> [WHAT YOU WILL DO]:
[A] In the passage on Linux process startup, what does the loader avoid spending time on because of lazy binding?
[B] From the passage on Linux process startup, extract the section starting at "With Linux, on" and ending at "and added in.".

** Start of EXTRACTED TEXT **

With Linux, on the other hand, the equivalent (shared object files) are compiled to use position independent code, so can be loaded anywhere in memory without relocation. This improves process startup speed at the expense of runtime speed - because absolute addresses cannot be used, in situations where they would otherwise be used the load address must be found and added in.

Another way Linux improves startup speed at the expense of runtime speed is lazy binding of function calls. In a Linux process, a call to a shared library is not normally resolved until the first time it is called. Function pointers initially point to the resolver, and when a function is resolved that pointer is replaced with the found function pointer. This way, the loader doesn't spend any time resolving functions that are never called.

It makes perfect sense that Linux should sacrifice runtime speed for startup speed given the history of Unix. The first versions of Unix had no multithreading - each thread of execution (process) had its own memory space. So you needed to be able to start processes as quickly as possible. With the fork() system call, a new process could be created by duplicating an existing process, an operation which just involved copying some kernel structures (the program's data pages could be made copy-on-write). Because process startup was (relatively) light, and because of Unix's philosophy that a program's responsibilities should be as limited as possible (and that complex systems should be made out of a number of small programs), processes tend to proliferate on operating systems modelled on Unix to a much greater extent than Windows.

** End of EXTRACTED TEXT **
** Start of DATA **

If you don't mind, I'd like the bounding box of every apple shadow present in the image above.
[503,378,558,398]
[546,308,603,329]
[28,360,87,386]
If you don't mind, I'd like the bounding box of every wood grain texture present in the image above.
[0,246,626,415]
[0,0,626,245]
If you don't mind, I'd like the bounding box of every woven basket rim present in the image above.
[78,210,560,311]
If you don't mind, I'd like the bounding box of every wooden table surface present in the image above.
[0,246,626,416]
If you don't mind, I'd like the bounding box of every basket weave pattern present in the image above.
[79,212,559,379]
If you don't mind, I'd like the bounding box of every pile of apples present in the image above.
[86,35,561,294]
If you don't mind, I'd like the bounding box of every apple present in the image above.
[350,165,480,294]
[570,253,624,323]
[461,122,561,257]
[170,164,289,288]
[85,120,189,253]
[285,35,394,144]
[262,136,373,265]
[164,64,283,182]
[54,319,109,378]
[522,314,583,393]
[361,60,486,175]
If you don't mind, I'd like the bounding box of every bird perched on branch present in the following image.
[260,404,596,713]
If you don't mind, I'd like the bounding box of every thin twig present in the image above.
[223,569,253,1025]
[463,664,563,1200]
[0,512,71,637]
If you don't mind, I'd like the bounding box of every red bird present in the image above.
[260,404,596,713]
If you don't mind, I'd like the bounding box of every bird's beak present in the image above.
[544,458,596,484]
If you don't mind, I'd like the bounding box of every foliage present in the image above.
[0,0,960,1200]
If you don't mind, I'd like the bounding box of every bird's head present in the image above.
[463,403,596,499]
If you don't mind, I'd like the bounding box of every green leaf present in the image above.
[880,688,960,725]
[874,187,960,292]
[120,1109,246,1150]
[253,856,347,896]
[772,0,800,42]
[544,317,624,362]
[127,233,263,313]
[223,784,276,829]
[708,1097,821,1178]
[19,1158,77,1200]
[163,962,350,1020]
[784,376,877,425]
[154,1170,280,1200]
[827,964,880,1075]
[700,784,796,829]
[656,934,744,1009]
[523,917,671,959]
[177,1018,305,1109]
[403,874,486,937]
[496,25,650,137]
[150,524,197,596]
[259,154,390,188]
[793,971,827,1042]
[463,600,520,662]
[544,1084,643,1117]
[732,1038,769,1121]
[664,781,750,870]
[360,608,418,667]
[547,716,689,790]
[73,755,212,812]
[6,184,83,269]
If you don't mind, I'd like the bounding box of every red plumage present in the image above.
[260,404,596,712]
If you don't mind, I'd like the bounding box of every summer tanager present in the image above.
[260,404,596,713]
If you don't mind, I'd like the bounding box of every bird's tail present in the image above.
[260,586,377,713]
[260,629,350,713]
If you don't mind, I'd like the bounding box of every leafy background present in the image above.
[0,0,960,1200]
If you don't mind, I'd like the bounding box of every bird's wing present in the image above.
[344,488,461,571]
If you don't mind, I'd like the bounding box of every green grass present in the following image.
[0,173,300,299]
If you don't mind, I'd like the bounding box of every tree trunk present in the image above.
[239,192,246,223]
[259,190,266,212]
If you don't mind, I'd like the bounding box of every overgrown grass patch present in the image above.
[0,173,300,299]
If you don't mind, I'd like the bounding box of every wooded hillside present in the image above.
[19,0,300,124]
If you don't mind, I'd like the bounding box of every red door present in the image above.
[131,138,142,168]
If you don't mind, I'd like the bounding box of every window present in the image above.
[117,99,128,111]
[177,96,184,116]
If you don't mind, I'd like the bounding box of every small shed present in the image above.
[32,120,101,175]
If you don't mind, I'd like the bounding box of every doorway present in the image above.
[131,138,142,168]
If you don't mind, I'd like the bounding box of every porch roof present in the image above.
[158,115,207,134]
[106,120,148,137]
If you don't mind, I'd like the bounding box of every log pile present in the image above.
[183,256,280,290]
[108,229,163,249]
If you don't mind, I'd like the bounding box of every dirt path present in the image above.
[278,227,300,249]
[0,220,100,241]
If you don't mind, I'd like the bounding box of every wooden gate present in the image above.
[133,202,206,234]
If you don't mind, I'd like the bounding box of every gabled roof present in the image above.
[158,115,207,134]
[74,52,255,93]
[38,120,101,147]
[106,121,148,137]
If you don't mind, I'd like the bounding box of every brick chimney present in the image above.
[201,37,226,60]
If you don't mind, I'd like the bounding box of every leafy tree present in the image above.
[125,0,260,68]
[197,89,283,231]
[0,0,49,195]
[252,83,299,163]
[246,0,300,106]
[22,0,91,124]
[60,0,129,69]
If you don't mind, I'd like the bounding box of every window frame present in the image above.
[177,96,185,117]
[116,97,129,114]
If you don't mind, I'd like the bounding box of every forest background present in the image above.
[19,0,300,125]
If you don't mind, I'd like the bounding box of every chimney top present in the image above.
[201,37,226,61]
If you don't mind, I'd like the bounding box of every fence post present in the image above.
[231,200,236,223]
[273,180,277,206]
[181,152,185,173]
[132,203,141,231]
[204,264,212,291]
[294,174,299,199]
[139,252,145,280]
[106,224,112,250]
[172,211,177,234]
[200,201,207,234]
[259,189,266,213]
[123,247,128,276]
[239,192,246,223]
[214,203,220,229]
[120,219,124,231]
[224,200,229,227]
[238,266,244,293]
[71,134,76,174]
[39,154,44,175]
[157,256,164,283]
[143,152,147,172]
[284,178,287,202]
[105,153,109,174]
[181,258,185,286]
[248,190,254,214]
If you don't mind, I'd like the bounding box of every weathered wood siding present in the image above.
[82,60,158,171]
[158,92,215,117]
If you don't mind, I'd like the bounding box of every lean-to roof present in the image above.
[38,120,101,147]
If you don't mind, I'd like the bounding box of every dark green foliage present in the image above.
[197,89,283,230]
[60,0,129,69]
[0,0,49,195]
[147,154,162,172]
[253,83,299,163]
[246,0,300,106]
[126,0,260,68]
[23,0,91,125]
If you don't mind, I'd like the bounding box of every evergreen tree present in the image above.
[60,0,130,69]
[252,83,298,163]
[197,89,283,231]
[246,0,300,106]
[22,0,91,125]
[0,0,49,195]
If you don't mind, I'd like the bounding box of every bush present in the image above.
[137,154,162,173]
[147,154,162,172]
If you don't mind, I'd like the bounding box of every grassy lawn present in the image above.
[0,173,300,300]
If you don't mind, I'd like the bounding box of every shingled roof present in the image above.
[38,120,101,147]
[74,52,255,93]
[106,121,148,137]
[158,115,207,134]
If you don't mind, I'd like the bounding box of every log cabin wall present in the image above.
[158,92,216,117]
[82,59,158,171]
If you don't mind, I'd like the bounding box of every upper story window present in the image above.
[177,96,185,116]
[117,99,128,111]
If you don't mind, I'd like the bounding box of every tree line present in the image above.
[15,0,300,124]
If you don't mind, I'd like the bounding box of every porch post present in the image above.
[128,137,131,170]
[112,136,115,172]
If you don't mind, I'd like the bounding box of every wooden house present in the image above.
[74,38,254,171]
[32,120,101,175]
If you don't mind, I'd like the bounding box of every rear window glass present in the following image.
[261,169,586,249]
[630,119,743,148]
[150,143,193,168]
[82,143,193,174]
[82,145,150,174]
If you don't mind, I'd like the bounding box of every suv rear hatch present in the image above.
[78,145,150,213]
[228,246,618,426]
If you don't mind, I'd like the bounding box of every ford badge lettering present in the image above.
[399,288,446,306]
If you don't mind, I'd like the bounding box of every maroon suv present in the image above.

** End of DATA **

> [THE SOLUTIONS]:
[A] It avoids spending time resolving functions that are never called.

[B]
With Linux, on the other hand, the equivalent (shared object files) are compiled to use position independent code, so can be loaded anywhere in memory without relocation. This improves process startup speed at the expense of runtime speed - because absolute addresses cannot be used, in situations where they would otherwise be used the load address must be found and added in.